Please pick out and copy every line of the data below that contains the string "unit". Case counts.

— Begin DATASET —

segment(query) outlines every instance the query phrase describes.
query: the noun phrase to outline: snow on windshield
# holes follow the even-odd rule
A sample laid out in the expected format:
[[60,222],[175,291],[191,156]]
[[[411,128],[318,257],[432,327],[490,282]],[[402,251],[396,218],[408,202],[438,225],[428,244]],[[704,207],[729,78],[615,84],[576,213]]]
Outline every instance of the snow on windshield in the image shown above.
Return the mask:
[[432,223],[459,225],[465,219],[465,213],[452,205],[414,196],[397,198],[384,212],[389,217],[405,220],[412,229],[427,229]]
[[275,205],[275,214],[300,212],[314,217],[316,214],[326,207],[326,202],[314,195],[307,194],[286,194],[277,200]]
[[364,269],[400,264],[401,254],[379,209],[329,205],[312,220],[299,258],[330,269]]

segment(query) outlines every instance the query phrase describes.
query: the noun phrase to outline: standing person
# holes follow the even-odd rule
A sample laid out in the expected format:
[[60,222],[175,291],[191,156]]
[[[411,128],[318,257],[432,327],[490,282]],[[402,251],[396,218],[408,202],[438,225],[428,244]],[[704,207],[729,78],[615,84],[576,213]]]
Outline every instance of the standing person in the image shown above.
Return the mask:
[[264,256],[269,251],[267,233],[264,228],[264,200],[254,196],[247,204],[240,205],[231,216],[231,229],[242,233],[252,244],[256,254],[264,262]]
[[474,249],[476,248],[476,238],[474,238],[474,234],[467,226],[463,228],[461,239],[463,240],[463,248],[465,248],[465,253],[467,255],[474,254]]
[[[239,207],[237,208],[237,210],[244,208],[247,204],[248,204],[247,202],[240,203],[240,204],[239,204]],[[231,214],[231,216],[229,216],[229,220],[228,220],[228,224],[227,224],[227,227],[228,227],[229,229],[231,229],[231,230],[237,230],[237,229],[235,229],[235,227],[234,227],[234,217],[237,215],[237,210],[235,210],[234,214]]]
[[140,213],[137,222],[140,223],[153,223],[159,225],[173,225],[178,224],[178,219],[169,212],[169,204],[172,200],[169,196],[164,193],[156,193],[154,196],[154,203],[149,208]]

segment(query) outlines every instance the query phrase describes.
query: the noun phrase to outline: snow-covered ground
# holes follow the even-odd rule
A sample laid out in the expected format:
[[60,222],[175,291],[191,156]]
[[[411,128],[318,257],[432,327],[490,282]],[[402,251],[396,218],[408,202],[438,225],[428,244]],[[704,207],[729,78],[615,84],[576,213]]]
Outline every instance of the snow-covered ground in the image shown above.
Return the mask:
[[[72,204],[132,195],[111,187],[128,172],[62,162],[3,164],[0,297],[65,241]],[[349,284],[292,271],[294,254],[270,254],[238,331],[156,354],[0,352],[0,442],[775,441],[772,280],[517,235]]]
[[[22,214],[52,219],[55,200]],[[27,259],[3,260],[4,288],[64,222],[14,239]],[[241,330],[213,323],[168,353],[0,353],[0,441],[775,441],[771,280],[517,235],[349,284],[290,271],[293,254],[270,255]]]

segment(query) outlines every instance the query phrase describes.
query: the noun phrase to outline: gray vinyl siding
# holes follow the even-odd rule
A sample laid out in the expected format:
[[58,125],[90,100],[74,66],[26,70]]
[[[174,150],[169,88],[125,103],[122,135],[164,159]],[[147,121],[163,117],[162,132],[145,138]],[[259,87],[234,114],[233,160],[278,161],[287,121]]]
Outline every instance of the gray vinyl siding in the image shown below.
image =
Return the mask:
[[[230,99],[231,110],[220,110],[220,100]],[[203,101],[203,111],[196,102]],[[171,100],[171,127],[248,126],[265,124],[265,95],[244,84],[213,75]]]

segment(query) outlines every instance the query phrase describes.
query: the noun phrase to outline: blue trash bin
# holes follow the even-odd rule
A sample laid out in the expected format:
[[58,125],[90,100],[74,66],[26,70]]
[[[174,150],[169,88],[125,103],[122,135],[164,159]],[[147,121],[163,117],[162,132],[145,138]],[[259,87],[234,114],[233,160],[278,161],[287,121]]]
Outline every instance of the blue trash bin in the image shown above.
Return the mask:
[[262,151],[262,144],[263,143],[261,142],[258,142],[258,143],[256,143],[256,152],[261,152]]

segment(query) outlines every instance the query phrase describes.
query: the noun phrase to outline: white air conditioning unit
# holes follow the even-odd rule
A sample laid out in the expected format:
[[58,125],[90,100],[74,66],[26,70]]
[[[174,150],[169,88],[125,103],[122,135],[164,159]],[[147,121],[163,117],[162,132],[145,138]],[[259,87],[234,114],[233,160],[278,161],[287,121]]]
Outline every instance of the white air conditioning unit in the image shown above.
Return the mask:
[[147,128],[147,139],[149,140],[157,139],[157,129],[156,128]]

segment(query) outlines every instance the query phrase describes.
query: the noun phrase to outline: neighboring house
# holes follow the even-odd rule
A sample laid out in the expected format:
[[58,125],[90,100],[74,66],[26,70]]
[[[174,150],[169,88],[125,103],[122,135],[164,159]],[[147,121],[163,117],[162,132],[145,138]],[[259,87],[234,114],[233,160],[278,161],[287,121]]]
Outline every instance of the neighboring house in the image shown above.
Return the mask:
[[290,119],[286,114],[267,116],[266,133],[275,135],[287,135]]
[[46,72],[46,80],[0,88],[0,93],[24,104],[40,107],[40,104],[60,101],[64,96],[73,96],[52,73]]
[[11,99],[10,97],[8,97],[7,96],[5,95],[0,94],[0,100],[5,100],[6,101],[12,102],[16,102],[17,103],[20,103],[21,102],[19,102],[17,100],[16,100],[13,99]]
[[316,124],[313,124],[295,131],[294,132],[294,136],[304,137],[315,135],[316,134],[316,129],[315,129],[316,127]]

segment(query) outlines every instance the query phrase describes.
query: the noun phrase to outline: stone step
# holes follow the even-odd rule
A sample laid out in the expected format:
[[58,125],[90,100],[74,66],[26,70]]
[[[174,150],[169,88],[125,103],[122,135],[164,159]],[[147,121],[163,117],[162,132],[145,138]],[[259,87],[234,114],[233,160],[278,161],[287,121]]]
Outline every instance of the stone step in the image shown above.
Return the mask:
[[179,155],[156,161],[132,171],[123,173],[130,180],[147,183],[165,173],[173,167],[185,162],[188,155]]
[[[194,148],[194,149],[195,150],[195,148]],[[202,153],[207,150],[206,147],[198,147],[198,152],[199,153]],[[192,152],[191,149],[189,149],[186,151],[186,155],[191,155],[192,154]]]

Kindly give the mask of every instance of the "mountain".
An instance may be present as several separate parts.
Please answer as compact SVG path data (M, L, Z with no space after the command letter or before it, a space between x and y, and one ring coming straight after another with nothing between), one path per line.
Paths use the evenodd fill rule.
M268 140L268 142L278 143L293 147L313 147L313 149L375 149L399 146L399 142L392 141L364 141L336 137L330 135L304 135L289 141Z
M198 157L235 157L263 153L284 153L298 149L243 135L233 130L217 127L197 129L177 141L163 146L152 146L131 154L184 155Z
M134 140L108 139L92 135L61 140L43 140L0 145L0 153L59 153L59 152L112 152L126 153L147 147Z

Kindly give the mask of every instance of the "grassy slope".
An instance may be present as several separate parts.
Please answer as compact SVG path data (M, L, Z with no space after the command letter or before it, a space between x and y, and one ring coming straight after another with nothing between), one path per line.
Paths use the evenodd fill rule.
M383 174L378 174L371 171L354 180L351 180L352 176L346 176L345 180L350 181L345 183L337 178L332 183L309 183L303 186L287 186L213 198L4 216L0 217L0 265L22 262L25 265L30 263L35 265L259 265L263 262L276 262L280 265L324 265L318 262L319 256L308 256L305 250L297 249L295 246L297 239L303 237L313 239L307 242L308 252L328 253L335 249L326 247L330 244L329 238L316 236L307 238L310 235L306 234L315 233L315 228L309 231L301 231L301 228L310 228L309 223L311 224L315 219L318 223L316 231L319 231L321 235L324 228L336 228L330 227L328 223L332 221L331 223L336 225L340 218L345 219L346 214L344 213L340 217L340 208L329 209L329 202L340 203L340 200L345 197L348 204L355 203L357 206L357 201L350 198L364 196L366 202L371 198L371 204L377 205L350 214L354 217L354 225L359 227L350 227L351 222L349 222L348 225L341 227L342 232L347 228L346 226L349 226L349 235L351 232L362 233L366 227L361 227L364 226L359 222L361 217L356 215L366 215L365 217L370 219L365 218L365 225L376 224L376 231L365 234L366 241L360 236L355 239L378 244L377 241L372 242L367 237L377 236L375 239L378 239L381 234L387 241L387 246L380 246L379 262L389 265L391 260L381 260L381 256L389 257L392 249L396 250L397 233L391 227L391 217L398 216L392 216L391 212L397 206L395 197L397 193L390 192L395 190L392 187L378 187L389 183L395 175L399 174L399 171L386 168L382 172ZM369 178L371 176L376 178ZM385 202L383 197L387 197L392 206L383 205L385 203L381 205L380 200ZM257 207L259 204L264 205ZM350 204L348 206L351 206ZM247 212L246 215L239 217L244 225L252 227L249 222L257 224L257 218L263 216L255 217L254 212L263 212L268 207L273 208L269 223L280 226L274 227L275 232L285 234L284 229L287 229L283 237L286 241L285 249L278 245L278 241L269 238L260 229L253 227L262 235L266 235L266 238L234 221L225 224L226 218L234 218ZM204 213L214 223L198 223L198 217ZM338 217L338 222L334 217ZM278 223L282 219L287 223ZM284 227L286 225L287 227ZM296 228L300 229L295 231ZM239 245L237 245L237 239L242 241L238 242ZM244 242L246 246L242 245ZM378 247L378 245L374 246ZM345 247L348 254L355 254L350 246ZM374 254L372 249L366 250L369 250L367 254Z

— End DATASET —

▸ SOLUTION BELOW
query: the noun phrase to outline: white air conditioning unit
Outline every instance of the white air conditioning unit in the image shown above.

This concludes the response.